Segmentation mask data

*** Begin section ***

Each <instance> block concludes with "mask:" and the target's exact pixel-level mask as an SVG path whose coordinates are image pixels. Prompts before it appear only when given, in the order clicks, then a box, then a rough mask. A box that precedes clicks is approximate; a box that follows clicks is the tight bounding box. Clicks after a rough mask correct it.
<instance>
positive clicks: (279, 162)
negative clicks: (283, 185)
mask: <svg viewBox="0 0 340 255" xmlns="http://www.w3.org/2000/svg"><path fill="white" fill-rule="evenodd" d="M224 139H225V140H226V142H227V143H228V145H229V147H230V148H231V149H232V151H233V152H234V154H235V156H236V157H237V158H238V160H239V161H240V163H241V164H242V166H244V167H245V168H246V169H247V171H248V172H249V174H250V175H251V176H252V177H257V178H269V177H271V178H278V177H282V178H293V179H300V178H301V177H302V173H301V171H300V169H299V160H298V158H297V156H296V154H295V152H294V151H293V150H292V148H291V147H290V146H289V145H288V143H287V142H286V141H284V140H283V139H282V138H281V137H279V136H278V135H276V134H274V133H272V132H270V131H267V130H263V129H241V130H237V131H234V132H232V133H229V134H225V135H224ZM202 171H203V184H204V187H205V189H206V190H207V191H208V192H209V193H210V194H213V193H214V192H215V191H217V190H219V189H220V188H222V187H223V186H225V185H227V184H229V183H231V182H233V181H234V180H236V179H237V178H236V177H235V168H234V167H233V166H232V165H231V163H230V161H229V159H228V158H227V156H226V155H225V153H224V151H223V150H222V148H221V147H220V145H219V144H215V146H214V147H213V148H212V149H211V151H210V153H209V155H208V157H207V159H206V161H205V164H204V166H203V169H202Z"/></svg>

*** End section ***

* WORK ORDER *
Copy from the entries only those lines that hold the word "instance".

* OUTPUT OF THE EXERCISE *
Each <instance> block concludes with "mask:" and the target's exact pixel-level mask as an SVG path whose coordinates are image pixels. Prompts before it appear only when given, in the order clicks, then a box, then a rough mask. A box that precedes clicks is approximate; a box that follows clicks is the tight bounding box. Clicks after a rough mask correct it.
<instance>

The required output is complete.